Par Gangoueus @lareus

Nsah Mala : Les pleurs du mal
Il est né dans le Cameroun anglophone et il est l’auteur de quatre recueils de poésie produits en anglais. Nsah Mala m’a envoyé depuis le Danemark son nouveau recueil de poésie en français, Les pleurs de Mal, publié aux éditions SpearsMedia.
On ne remerciera jamais assez Mark Zuckerberg qui, en créant sa plateforme, a permis de faciliter des connexions improbables. Comme d’habitude, je vais vous parler des à-cotés de ma lecture. Comme la réception de l’objet livre par exemple. Une mise en forme engageante. Le livre est bien édité. Une mise en page réussie. Cela peut paraître surprenant, mais j’ai reçu beaucoup de recueils de poésie ces dernières années. Et ce détail manque souvent. La forme. Avant, de savourer un plat dans un restaurant, on apprécie le contexte, la tenue des serveurs, l’entretien des toilettes, la qualité du menu, la décoration… C’est important.

### Enregistrements fournis
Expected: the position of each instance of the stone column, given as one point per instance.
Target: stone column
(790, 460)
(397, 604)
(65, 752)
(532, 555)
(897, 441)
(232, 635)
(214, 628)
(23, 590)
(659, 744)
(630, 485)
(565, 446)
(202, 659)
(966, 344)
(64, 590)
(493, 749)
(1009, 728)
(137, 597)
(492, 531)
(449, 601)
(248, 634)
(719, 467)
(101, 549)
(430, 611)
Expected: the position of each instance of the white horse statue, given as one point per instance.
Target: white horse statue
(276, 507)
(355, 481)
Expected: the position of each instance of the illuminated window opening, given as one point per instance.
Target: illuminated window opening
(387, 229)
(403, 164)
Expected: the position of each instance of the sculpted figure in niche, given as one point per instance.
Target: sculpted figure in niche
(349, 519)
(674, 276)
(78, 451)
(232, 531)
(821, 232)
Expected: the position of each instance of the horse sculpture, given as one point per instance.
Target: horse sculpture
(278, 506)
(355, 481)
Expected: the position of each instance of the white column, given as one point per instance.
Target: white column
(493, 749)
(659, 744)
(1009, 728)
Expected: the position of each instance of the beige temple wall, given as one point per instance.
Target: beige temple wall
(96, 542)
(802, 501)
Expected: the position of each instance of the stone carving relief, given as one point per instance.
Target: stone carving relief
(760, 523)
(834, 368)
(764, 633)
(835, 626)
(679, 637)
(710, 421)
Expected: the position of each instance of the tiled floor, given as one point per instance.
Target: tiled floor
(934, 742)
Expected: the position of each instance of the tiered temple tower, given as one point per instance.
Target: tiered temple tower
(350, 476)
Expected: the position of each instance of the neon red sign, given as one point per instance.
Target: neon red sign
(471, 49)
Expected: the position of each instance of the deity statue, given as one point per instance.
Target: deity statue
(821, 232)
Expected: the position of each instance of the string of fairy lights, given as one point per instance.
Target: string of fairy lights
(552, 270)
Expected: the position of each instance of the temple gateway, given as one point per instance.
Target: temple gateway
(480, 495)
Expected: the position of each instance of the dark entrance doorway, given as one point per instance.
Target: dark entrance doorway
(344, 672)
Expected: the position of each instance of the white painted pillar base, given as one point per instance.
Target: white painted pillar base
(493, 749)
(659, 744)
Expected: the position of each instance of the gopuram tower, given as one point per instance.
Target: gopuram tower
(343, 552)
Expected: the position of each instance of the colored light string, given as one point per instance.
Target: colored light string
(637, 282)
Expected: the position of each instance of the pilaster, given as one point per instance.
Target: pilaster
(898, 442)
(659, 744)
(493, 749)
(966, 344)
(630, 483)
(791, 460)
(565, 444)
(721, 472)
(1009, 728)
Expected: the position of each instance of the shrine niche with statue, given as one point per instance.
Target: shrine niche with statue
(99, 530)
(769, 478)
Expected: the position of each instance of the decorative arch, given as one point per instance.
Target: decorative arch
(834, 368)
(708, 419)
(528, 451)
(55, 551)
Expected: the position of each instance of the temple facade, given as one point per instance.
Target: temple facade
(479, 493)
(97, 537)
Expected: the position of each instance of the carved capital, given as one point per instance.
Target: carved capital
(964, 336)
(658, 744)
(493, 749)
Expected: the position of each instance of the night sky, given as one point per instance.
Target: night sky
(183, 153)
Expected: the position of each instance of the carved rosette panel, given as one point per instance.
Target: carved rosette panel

### Consigne
Dans l'extrait, avant de savourer un plat au restaurant, qu'apprécie-t-on d'abord selon l'auteur ? Citez tout ce qu'il énumère, s'il vous plaît.

### Réponse
- le contexte
- la tenue des serveurs
- l'entretien des toilettes
- la qualité du menu
- la décoration